▸ **Exercise aim**
Put the entries from the line with "- Object of interest: bare leg" through the end of the entries into a two-column CSV with the columns text and answer, one row per entry. Enclose each field in quotation marks and replace any line breaks inside a field with spaces.

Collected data

%%

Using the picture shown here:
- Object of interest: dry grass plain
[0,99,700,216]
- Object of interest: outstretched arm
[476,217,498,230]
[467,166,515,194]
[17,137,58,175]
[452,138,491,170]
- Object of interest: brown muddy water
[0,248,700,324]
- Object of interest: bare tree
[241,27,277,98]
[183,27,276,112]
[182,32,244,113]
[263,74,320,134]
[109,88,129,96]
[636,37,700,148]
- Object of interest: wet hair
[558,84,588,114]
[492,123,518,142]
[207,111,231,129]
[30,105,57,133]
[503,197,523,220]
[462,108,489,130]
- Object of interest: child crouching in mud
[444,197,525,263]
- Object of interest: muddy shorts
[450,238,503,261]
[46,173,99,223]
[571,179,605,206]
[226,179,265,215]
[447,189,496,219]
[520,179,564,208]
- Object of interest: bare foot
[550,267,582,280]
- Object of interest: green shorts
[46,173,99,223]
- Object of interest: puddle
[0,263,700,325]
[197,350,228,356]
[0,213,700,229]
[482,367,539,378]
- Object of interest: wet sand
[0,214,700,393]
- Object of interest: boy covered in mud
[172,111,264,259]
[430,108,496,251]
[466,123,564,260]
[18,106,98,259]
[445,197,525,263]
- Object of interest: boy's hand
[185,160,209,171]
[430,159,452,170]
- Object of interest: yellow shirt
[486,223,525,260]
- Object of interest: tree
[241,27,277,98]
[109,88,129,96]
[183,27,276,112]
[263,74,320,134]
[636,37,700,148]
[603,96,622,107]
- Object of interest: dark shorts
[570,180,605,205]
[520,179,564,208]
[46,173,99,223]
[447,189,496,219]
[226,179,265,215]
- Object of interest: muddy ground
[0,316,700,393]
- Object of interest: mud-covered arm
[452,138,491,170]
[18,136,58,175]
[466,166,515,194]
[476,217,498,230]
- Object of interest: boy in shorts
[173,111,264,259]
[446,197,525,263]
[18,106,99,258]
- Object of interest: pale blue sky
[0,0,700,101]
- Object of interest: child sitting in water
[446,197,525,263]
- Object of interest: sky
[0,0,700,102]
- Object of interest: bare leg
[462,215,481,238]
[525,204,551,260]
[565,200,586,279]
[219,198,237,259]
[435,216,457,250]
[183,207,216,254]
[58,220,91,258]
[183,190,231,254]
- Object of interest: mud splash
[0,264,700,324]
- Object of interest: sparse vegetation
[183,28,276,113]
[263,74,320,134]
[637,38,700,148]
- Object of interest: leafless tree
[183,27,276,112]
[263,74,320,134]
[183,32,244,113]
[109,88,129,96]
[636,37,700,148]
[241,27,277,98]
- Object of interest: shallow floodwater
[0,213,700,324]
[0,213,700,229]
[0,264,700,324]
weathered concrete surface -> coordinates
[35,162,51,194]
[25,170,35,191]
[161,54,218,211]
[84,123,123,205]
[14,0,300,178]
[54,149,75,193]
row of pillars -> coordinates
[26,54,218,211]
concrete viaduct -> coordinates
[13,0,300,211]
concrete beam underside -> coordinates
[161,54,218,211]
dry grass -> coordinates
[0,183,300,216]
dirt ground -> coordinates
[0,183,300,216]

%%

▸ **Result of the exercise**
text,answer
"- Object of interest: bare leg","[462,215,481,238] [525,204,551,260] [565,200,586,279] [219,198,237,259] [435,216,457,250] [183,207,216,254] [58,220,91,258] [183,190,231,254]"
"- Object of interest: mud splash","[0,264,700,324]"
"- Object of interest: sparse vegetation","[183,28,276,113] [263,74,320,134] [637,38,700,148]"
"- Object of interest: leafless tree","[183,27,276,112] [263,74,320,134] [183,32,244,113] [109,88,129,96] [636,37,700,148] [241,27,277,98]"
"- Object of interest: shallow floodwater","[0,213,700,324] [0,213,700,229] [0,264,700,324]"
"weathered concrete surface -> coordinates","[35,162,51,194] [25,170,35,191] [161,54,218,211] [84,123,123,205] [14,0,300,178] [54,149,75,193]"
"row of pillars -> coordinates","[26,54,218,211]"
"concrete viaduct -> coordinates","[13,0,300,211]"
"concrete beam underside -> coordinates","[161,54,218,211]"
"dry grass -> coordinates","[0,183,300,216]"
"dirt ground -> coordinates","[0,183,300,216]"